Select every line of the data that contains the word "billboard" and copy those lines. Case counts.

═════ Raw data ═════

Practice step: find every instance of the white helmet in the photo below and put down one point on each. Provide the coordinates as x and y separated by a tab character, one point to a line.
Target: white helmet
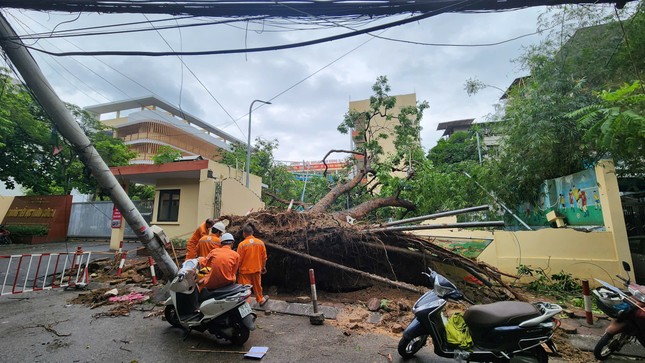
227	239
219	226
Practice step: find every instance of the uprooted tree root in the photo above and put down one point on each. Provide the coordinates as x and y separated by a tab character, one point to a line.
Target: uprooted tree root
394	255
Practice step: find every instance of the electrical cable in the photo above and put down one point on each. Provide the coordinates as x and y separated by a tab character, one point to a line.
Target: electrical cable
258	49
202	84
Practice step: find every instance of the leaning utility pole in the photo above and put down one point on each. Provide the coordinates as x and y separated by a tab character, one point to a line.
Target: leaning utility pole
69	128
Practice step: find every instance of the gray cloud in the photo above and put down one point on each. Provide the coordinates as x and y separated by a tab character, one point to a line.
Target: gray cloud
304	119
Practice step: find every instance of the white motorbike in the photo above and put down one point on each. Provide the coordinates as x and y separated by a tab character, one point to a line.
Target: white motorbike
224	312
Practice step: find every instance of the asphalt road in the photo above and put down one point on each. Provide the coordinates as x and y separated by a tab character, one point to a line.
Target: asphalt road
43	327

═════
═════ Raw data ═════

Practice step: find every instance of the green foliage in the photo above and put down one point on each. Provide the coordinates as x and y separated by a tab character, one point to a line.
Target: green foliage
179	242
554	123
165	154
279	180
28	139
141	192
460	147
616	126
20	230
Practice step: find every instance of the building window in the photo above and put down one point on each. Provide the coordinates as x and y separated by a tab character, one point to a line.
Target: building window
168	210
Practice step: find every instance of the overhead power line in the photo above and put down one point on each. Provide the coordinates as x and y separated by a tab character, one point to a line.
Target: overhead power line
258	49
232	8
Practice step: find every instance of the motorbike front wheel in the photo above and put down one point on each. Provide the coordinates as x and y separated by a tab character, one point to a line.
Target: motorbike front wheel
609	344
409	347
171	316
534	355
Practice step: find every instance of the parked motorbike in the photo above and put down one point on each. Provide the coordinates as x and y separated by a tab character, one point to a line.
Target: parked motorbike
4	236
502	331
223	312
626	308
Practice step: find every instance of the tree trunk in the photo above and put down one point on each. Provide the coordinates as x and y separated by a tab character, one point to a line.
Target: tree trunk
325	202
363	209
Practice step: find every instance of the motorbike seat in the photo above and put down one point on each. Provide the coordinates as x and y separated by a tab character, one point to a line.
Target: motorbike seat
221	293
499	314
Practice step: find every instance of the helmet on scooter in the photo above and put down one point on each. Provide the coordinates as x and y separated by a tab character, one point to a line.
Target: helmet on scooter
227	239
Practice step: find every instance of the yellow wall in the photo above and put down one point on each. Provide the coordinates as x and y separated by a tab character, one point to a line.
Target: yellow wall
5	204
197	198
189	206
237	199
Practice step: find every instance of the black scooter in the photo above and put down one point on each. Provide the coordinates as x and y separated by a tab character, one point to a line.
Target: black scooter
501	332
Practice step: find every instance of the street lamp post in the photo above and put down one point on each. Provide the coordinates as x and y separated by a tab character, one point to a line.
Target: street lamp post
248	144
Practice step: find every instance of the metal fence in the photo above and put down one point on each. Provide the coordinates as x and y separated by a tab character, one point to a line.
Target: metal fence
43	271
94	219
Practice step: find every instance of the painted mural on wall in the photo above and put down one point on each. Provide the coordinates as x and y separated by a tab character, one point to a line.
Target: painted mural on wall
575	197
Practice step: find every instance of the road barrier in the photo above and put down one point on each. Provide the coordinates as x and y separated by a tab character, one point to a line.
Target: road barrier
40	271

═════
═════ Raw data ═════

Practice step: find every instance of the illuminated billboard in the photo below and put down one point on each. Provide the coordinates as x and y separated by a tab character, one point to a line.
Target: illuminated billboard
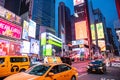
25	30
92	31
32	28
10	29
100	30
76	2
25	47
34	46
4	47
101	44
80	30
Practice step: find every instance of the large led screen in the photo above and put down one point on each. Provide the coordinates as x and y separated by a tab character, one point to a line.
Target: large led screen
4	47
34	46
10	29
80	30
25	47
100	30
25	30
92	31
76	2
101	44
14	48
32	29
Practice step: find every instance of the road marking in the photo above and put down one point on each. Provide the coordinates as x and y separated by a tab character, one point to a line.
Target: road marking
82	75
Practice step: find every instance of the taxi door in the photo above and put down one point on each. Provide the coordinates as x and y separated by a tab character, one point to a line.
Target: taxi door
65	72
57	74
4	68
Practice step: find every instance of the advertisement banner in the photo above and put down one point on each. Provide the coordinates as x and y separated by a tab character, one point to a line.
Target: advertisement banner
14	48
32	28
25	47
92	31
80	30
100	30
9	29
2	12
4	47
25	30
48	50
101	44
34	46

═════

- **Response to the task**
Practice step: find every instance of the illuminated billboard in the photo below and put down one point on each. Provide the coordinates as x and y separated by a tab character, one point to a line.
Target: illuminated billboard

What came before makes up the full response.